EXERCISE INSTRUCTIONS ▸ Two lines mark the range in the entries below: the one holding "[[595, 746]]" and the one holding "[[629, 470]]". Set down those two and all lines between them, exactly.

ENTRIES SHOWN ▸
◇ ◇ ◇
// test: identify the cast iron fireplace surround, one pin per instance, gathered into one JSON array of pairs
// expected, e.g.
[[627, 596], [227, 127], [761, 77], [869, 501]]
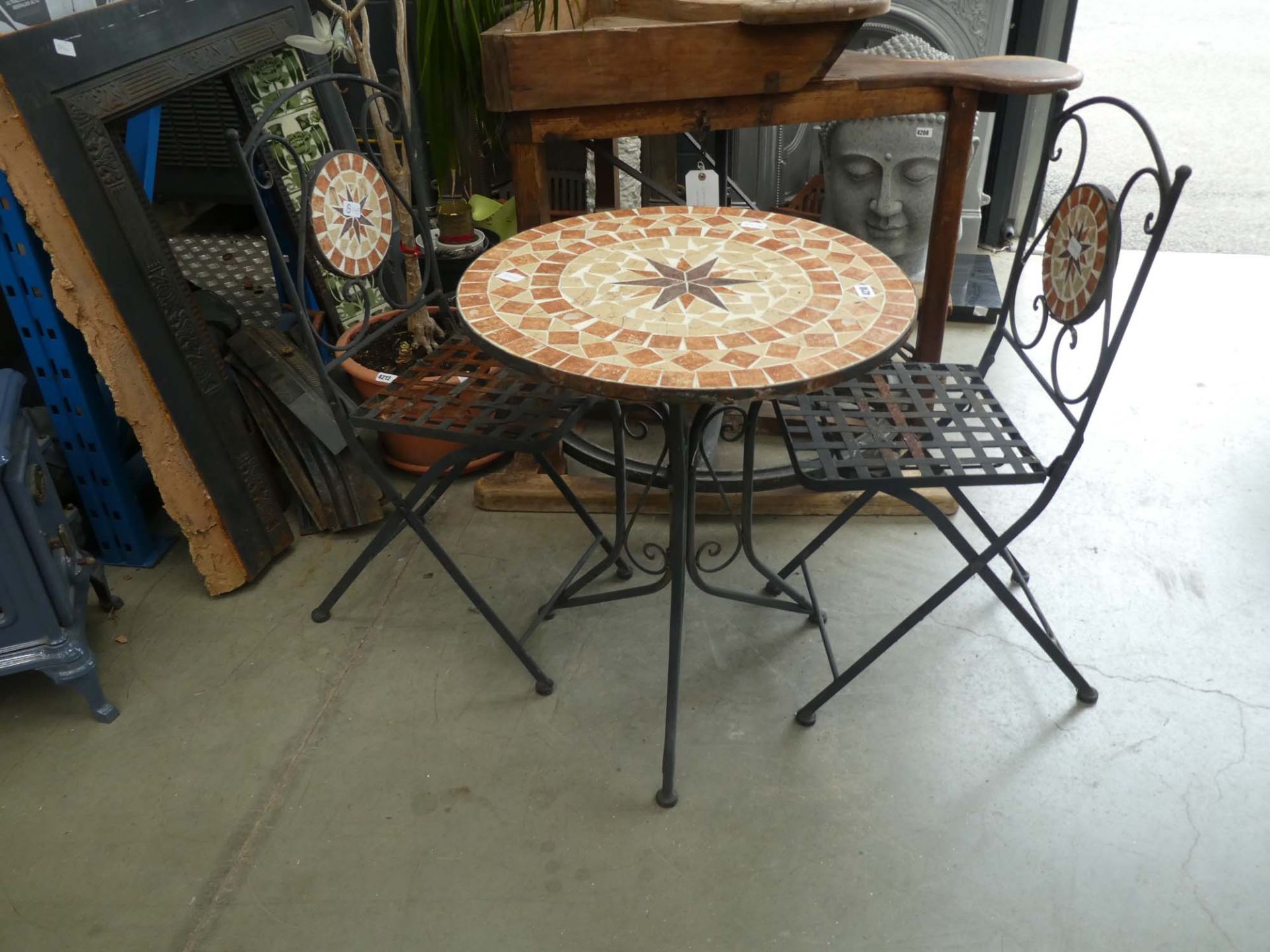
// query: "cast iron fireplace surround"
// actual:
[[126, 58]]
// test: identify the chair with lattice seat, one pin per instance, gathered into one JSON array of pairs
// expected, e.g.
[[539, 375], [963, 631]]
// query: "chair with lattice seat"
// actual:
[[349, 212], [917, 426]]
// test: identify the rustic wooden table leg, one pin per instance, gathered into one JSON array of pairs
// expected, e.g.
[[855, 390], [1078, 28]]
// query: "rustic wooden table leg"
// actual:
[[530, 184], [947, 223], [606, 182]]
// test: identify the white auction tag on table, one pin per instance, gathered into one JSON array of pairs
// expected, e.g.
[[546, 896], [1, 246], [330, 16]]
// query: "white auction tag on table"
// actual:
[[701, 187]]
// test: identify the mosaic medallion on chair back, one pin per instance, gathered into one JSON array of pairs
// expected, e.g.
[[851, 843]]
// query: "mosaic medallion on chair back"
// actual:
[[1081, 249], [351, 214], [689, 299]]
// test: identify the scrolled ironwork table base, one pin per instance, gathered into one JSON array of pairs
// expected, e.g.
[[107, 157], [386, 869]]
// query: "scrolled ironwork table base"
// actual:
[[687, 314], [685, 557]]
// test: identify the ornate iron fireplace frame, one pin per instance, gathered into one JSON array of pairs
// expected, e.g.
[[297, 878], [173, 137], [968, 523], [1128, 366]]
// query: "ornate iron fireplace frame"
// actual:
[[69, 79]]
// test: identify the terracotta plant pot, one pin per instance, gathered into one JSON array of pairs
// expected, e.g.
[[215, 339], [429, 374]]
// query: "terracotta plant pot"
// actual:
[[409, 454]]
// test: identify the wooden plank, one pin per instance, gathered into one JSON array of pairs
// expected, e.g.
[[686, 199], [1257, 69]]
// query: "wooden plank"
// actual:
[[753, 12], [532, 190], [84, 300], [523, 491], [652, 61], [1001, 75], [822, 100], [945, 223]]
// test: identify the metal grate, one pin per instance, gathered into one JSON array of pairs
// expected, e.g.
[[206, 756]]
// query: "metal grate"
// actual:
[[460, 394], [921, 423], [237, 267]]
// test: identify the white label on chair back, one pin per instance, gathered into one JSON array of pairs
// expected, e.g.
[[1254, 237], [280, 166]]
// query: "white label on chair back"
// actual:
[[701, 187]]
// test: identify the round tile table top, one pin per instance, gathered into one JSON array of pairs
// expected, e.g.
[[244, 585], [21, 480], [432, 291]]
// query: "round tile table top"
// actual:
[[687, 303]]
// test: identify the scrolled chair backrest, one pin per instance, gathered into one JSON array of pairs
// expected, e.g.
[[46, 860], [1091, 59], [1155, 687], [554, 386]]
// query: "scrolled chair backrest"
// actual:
[[349, 214], [1070, 333]]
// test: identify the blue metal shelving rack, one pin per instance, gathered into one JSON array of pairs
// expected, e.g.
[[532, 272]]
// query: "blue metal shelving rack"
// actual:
[[81, 412]]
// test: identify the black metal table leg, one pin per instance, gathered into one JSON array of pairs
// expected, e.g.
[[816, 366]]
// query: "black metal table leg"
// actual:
[[677, 568]]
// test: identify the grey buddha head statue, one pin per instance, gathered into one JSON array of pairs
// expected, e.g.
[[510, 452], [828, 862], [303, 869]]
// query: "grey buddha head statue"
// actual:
[[880, 175]]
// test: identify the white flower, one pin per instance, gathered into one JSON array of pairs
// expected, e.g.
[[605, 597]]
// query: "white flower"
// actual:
[[328, 40]]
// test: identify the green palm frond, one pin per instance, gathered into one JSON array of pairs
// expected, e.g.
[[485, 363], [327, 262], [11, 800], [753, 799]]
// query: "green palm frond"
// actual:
[[451, 89]]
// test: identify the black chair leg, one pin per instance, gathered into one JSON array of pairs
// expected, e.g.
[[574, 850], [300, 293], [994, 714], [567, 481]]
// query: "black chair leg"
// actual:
[[440, 477], [1040, 630], [977, 564], [822, 537], [622, 568], [1017, 574], [409, 510]]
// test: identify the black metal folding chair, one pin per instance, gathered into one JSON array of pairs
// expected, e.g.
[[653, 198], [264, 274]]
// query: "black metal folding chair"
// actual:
[[458, 393], [912, 426]]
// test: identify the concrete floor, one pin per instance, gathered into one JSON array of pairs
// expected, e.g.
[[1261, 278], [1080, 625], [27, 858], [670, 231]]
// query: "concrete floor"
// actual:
[[390, 781]]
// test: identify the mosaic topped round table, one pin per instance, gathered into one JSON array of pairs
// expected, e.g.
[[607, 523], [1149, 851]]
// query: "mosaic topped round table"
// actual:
[[676, 306], [675, 303]]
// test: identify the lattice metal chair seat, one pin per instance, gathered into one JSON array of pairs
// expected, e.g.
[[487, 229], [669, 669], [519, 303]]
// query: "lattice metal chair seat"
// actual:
[[349, 215], [922, 423], [910, 426], [462, 395]]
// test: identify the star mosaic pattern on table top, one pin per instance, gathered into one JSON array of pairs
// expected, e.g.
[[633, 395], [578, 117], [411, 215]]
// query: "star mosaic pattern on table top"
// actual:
[[352, 215], [1078, 247], [672, 299]]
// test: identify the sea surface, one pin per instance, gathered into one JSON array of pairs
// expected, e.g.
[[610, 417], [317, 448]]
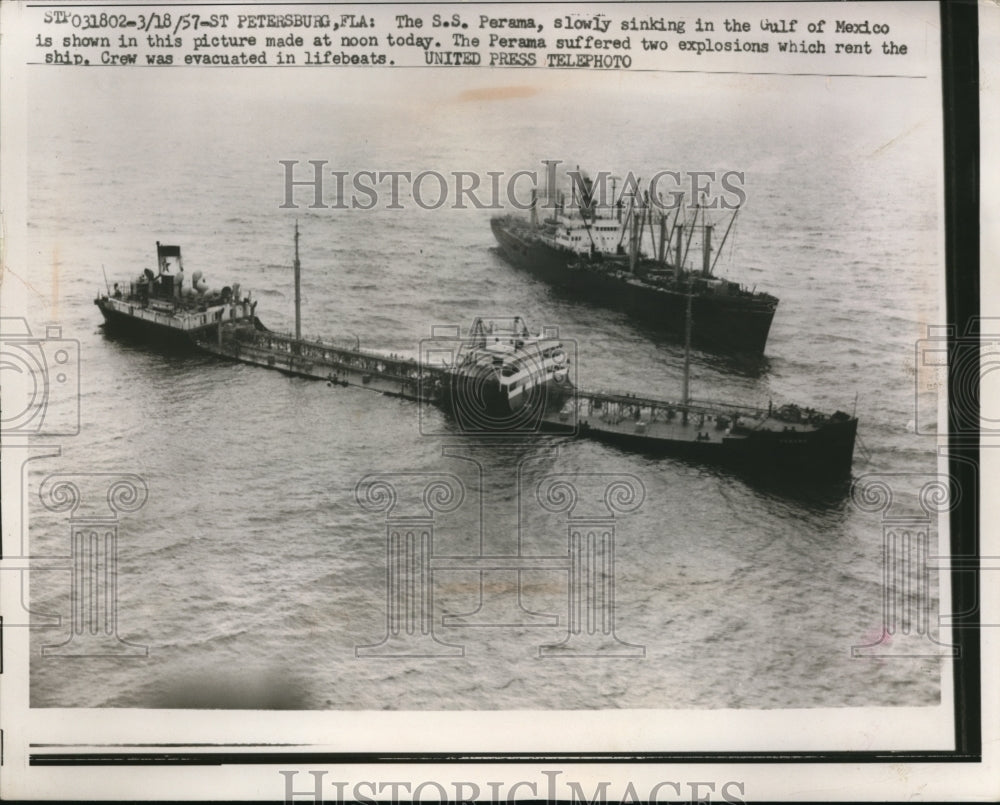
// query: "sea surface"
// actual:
[[252, 575]]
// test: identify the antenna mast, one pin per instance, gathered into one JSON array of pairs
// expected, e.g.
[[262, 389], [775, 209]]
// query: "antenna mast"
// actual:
[[298, 289]]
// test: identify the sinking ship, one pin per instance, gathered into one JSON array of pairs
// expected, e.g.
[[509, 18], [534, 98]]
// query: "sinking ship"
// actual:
[[604, 259], [169, 309], [499, 378]]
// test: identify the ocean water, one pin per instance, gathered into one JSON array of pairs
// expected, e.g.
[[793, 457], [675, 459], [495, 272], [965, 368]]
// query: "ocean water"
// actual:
[[252, 574]]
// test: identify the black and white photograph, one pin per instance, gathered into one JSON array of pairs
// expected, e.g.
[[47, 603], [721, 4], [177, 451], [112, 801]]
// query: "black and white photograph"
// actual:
[[552, 385]]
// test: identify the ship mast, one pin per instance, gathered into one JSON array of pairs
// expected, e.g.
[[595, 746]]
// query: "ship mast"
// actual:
[[298, 290], [685, 389], [718, 252]]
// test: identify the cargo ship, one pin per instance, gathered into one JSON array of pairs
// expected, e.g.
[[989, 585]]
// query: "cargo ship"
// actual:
[[501, 378], [600, 258]]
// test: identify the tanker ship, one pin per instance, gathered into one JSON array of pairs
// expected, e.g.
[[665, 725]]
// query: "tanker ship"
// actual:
[[502, 378], [168, 310]]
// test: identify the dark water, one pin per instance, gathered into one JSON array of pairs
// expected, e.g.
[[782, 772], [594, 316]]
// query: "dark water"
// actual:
[[252, 574]]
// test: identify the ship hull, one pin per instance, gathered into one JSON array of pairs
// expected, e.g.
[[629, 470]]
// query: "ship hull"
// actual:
[[823, 454], [725, 323], [160, 335]]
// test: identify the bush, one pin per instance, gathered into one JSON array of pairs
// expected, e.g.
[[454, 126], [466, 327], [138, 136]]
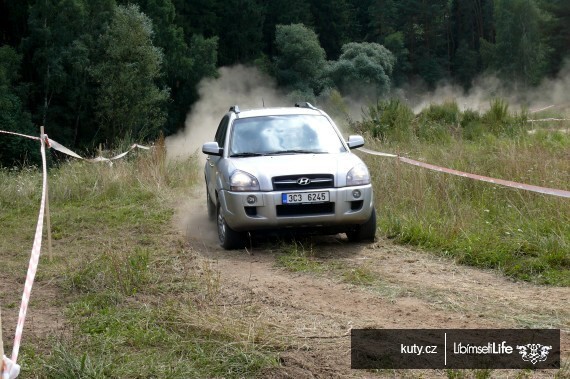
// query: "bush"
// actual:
[[388, 120], [471, 125], [438, 122], [500, 122]]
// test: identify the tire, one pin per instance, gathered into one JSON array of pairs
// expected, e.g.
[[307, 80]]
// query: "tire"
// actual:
[[364, 232], [229, 238], [210, 206]]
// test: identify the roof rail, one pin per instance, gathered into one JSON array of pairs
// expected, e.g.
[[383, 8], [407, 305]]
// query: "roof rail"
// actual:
[[305, 104]]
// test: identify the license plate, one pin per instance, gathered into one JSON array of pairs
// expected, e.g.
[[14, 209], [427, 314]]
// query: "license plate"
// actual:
[[305, 197]]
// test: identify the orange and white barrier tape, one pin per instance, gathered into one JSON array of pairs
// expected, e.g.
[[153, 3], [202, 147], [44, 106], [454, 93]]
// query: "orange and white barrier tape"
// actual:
[[34, 259], [9, 367], [19, 134], [59, 147], [507, 183]]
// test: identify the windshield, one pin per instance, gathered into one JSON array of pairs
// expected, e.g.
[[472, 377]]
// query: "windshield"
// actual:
[[284, 134]]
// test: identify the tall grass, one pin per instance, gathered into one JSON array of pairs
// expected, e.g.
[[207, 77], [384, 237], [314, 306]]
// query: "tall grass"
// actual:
[[523, 234], [128, 286]]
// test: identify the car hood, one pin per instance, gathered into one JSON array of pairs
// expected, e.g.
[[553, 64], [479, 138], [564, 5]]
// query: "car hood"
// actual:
[[266, 167]]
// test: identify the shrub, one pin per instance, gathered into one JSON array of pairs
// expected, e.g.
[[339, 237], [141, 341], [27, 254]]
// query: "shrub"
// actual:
[[438, 122], [388, 120]]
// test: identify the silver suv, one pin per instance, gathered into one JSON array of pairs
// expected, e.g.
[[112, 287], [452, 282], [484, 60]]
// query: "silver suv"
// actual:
[[286, 169]]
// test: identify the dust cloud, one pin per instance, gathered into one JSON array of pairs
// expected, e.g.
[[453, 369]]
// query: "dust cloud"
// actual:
[[551, 92], [249, 88], [238, 85]]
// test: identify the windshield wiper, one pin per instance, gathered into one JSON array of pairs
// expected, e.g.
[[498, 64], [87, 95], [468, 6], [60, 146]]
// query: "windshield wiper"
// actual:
◇ ◇ ◇
RESULT OF THE EXERCISE ▸
[[595, 746]]
// query: "ship mast"
// actual:
[[298, 290], [685, 389], [718, 252]]
// test: identify the cargo ship, one pin per instance, gathered into one JSON array of pairs
// expected, e.g.
[[989, 585]]
// query: "cargo ship"
// actual:
[[501, 378], [600, 258]]
// test: identify the tanker ship, one pin per instance, gathered into one JSON array of pairs
// expected, e.g.
[[665, 725]]
// query: "tanker ship"
// actual:
[[502, 378], [168, 310]]
// test: identify the dark water, one pin per instance, gathered into one JSON array of pairs
// expected, e.g.
[[782, 772], [594, 316]]
// query: "dark water"
// actual:
[[252, 574]]
// test: identify the ship hull, one pin per instance, gathered into one JSON array of pairs
// expected, e.g.
[[629, 470]]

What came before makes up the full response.